#### DOCUMENT SEGMENT
Bride, betrayal and bloodshed in Telangana

The Hindua day ago
The jasmine garlands on the gate had barely withered when the mourning began. Just weeks after a grand wedding in Gadwal, about 190 kilometres from Hyderabad, Ganta Tejeshwar vanished without a trace, and his bride wept the loudest.
She held her mother-in-law's hand, filed a missing person's report and prayed fervently, pleading for the safe return of her 30-year-old husband. But the truth, as it would soon unravel, was far darker than anyone could imagine.
Today, the dirt road that snakes past Gadwal Fort into Ganjipet lies heavy with silence. It's late June — hot, humid, and unnervingly quiet. Not long ago, the same lane rang with wedding songs, laughter and the clink of bangles. Now, only hushed murmurs and the occasional sob of the youth's grieving parents punctuate the air.
At the edge of a dusty, unpaved lane, Tejeshwar's bungalow — once the centre of celebration — stands shrouded in sorrow. Neighbours and villagers arrive in trickles, whispering the same question: How could a newlywed bride plot something so brutal?
Inside, his parents — 63-year-old Jayaramulu, a retired land surveyor, and 56-year-old Shakuntala — sit side by side on a single bed in their spacious living room, their backs against a wall that gleamed with wedding silks just weeks ago. Between them, they clutch a framed photo of Tejeshwar, their fingers trembling, the glass misted with tears.

#### DATA SHOWN
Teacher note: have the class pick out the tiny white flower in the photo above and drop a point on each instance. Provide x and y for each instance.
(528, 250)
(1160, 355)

#### WRITTEN INSTRUCTION 1
Set down the part of the Gadwal article from "Today, the dirt" through "something so brutal?", word for word.
#### WRITTEN INSTRUCTION 2
Rewrite the paragraph of the Gadwal article that begins "Inside, his parents" in fewer words, keeping its main facts.

#### EXERCISE OUTPUT 1
Today, the dirt road that snakes past Gadwal Fort into Ganjipet lies heavy with silence. It's late June — hot, humid, and unnervingly quiet. Not long ago, the same lane rang with wedding songs, laughter and the clink of bangles. Now, only hushed murmurs and the occasional sob of the youth's grieving parents punctuate the air.
At the edge of a dusty, unpaved lane, Tejeshwar's bungalow — once the centre of celebration — stands shrouded in sorrow. Neighbours and villagers arrive in trickles, whispering the same question: How could a newlywed bride plot something so brutal?

#### EXERCISE OUTPUT 2
Tejeshwar's parents, Jayaramulu (63, a retired land surveyor) and Shakuntala (56), sit together on a single bed in their living room, against a wall hung with wedding silks only weeks earlier. With trembling fingers they hold a framed photo of their son, its glass misted with tears.